## begin Text provided

I observed his interactions with people and watched their reactions to his ideas and his music, and most of all talked with him in a desultory fashion on a wide range of topics from the politics of marginal identities to sexual identity (“Sex and Character”), the difficulties of translating German philosophy in other languages, pro-Palestinian activism and its new ‘dietary laws,’ the beauty of national cultures and music, his nostalgic love of his native land, Palestine, his itinerant life style (he had flown to Buenos Aires straight from Japan), people we both know, and even about what constitutes a perfect pizza.

Turning the tables on him, so to speak, and using his own premise, it seems fair to ask:

If GA, a born Israeli Jew (who occasionally refers to himself as a Hebrew-speaking Palestinian), musician, philosopher, humanist thinker and finally a man, insists on critically examining JIP, then we have a right to try to find out who is GA, the itinerant saxophone player and story teller and what is his identity? Gilad Atzmon Who?

For each of us personal identity is made up of many strands of qualifiers with which we identify: idiosyncratic personal identity, sexual identity, professional identity, allegiance to a family, to one’s ethnic group, religion, national identity, universal human family. One of them will always be primary. After all, we know that some men rendered impotent in battle prefer to die than live without their ‘sexual identity,’ while others turned paraplegic but with their intellectual functions intact wish to live, religious zealots would rather kill and die rather than not prevail over their “enemies,” and so on.

It is reasonable to make the assumption that one’s primary identity, that which one chooses as a defining descriptor above others (e.g., “As a Jew, I think that….”) is the allegiance in whose perceived service one is willing to make the most sacrifices, often to the detriment of other “identities. “

Using that assumption, Gilad’s primary identity is without a doubt that of an artist.
What follows is like Magritte’s pipe

 
It is not Gilad. It is only my impression and rendition of him.

The Musician

jazzclub2
At Jazz & Pop in Buenos Aires

That he is a consummate jazz player and a talented composer needs no elaboration at this point. His music has been acclaimed worldwide and not just by those who ever listened to him live or bought his CDs. When I returned to Montevideo I went to my favorite neighborhood caffe to give a gift to the owner – a copy of La Identidad Errante. He looked at it, read the author’s name and said: “I know this guy. I listen to him on youtube.”

“Songs of the Metropolis” was discussed in both of the radio interviews to which I accompanied him. They played Buenos Aires and he explained his admiration for Astor Piazzolla whose music is beautifully evoked by his song.

Gilad also expressed his delight in the Argentineans’ proud attachment to and nurturing of their musical heritage and traditions. Indeed, everywhere we went we could hear tango tunes pouring out of stores, cabs and caffes. In fact, walking in La Boca we passed by an impromptu street scene of ordinary people dancing tango, which I felt worth capturing:

laBoca

Pride in the tango can be fierce and the controversy about whether the great Gardel was really a Uruguayan or an Argentinean is a cause of rancor between the two neighboring nations. In this light, Gilad’s expression of sincere and deep admiration for Piazzolla alone could make him an honorary Argentinean citizen.

## end Text provided
## begin Data excerpts

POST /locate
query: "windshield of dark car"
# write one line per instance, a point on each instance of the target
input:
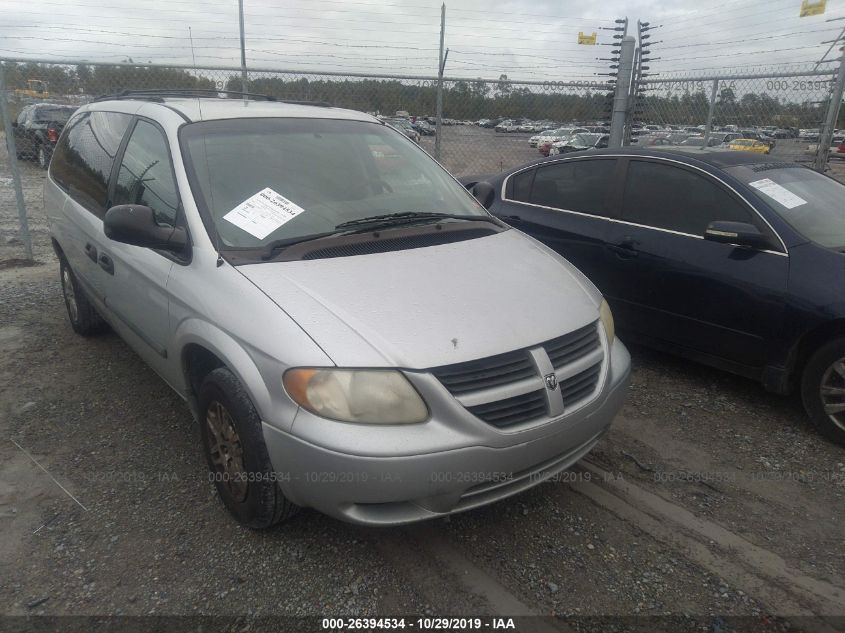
(59, 115)
(332, 171)
(810, 202)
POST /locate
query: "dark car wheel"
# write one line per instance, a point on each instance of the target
(823, 389)
(83, 316)
(43, 157)
(236, 453)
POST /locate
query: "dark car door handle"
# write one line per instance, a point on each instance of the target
(106, 263)
(91, 251)
(626, 249)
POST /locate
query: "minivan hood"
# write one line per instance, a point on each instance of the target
(432, 306)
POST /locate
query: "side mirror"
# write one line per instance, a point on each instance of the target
(135, 224)
(484, 193)
(738, 233)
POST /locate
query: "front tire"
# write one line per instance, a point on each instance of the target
(823, 389)
(83, 317)
(237, 456)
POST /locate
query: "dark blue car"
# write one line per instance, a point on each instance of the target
(732, 259)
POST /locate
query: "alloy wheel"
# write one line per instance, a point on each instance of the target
(226, 450)
(832, 392)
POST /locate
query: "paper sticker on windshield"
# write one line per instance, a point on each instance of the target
(777, 193)
(263, 213)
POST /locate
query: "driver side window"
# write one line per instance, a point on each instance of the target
(146, 174)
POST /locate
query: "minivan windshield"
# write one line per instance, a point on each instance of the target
(332, 171)
(810, 202)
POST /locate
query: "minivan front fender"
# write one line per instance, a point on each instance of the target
(201, 342)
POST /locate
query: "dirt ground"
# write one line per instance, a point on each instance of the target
(710, 506)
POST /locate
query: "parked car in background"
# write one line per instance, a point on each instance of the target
(315, 331)
(749, 145)
(424, 128)
(545, 140)
(504, 125)
(579, 143)
(37, 129)
(729, 258)
(405, 127)
(759, 136)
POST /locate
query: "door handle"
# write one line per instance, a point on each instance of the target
(106, 263)
(91, 251)
(626, 249)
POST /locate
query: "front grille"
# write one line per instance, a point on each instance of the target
(486, 387)
(580, 385)
(510, 411)
(492, 371)
(570, 347)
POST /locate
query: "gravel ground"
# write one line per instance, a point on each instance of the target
(708, 499)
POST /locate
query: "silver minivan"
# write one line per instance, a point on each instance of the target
(350, 327)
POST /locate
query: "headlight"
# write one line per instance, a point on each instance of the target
(607, 321)
(352, 395)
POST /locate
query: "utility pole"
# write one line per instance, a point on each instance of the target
(826, 136)
(13, 167)
(623, 85)
(243, 49)
(191, 37)
(440, 68)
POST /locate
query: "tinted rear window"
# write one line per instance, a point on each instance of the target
(84, 156)
(810, 202)
(58, 115)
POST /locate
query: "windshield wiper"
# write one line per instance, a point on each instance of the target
(276, 245)
(405, 217)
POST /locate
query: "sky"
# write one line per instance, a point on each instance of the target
(524, 39)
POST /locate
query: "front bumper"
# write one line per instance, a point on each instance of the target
(415, 481)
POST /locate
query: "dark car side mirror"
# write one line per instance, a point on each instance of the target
(135, 224)
(738, 233)
(484, 193)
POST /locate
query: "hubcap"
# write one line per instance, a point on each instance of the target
(70, 296)
(832, 392)
(226, 450)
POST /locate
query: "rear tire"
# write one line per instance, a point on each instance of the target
(823, 389)
(237, 456)
(83, 317)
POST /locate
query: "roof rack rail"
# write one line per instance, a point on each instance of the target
(155, 94)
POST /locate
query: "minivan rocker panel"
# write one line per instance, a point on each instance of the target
(434, 306)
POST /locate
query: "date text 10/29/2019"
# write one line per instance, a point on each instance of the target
(432, 623)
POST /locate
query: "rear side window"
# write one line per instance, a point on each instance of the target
(146, 174)
(667, 197)
(522, 185)
(84, 157)
(574, 185)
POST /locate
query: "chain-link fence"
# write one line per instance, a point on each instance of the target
(487, 125)
(780, 114)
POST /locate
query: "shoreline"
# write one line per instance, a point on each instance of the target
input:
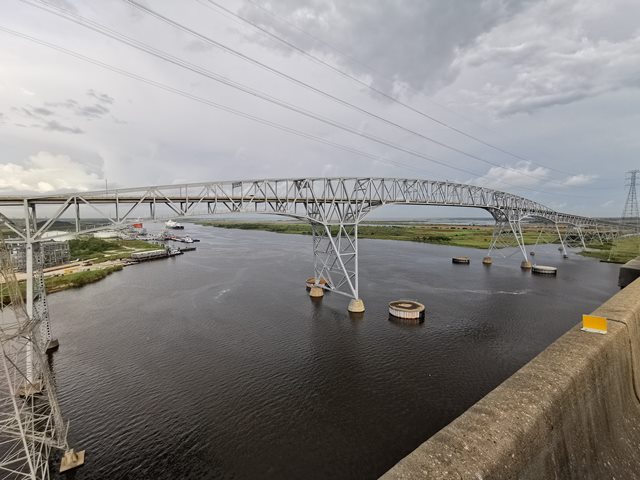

## end Data excerpts

Task goal: In the text about Gilad Atzmon, whose music does the song played on the radio beautifully evoke?

Written solution: Astor Piazzolla's music.